Consigne:
Reproduisez mot pour mot le passage du texte sur l’innovation qui commence par les mots contenant « L’innovation : un phénomène complexe. » et se termine par « quelle définition ? ».

Texte source:
****************
L’innovation : un phénomène complexe.
Pour avoir une idée de ce que sont les écosystèmes d’innovation, il faut déjà repartir de ce qu’est l’innovation et de son fonctionnement dans l’entreprise.
Écosystèmes d’innovation. Pourquoi ça foire ?
C’est quoi, les écosystèmes d’innovation ?
L’innovation : un phénomène complexe
Pour avoir une idée de ce que sont les écosystèmes d’innovation, il faut déjà repartir de ce qu’est l’innovation et de son fonctionnement dans l’entreprise. Plusieurs articles de ce blog ont abordé le sujet, parmi lesquels :
- Innovation : quelle définition ?
- Innovation : histoire d’un concept à succès
- Innovation : vers le market push
- et aussi : Quel avenir pour l’innovation ? (interview d’Olivia Lisicki)
Le processus d’innovation en entreprise peut en première approche être modélisé par le schéma ci-contre. Celui-ci 1 représente bien le consensus actuel concernant la façon dont on peut schématiser le process d’innovation et considérer que l’innovation émerge et se développe dans les entreprises. Le marché est le pivot de ce processus. Les technologies interviennent à plusieurs endroits dans ce schéma (dans la génération d’idées que peut apporter une « veille technologique » efficace, dans l’étude de faisabilité qui fait suite à l’exploration des concepts et dans la conduite des projets de développements -en particulier en phase de prototypage). La « recherche » n’est pas dans le schéma mais, bien sur, elle peut être nécessaire lorsque l’état des technologies accessibles à l’entreprise ne permet pas d’aboutir aux produits imaginés (plusieurs pistes alors : R&D interne, prestations ou coopérations avec des laboratoires ou des centres techniques, rapprochement avec des pôles de compétitivité, ..).
****************
Jeu de données:
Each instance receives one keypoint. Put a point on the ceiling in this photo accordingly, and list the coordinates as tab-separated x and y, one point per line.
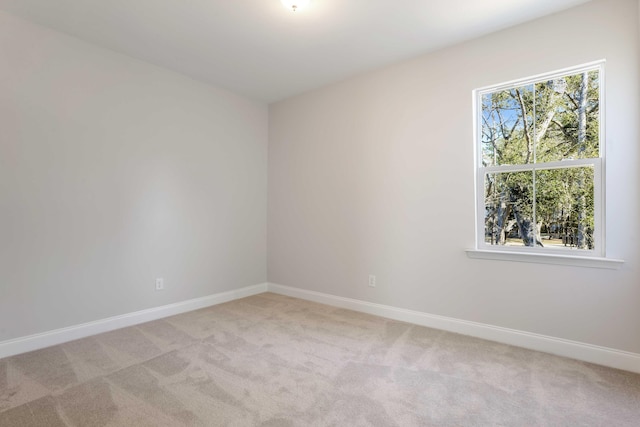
****************
Exercice corrigé:
L’innovation : un phénomène complexe.
Pour avoir une idée de ce que sont les écosystèmes d’innovation, il faut déjà repartir de ce qu’est l’innovation et de son fonctionnement dans l’entreprise.
Écosystèmes d’innovation. Pourquoi ça foire ?
C’est quoi, les écosystèmes d’innovation ?
L’innovation : un phénomène complexe
Pour avoir une idée de ce que sont les écosystèmes d’innovation, il faut déjà repartir de ce qu’est l’innovation et de son fonctionnement dans l’entreprise. Plusieurs articles de ce blog ont abordé le sujet, parmi lesquels :
- Innovation : quelle définition ?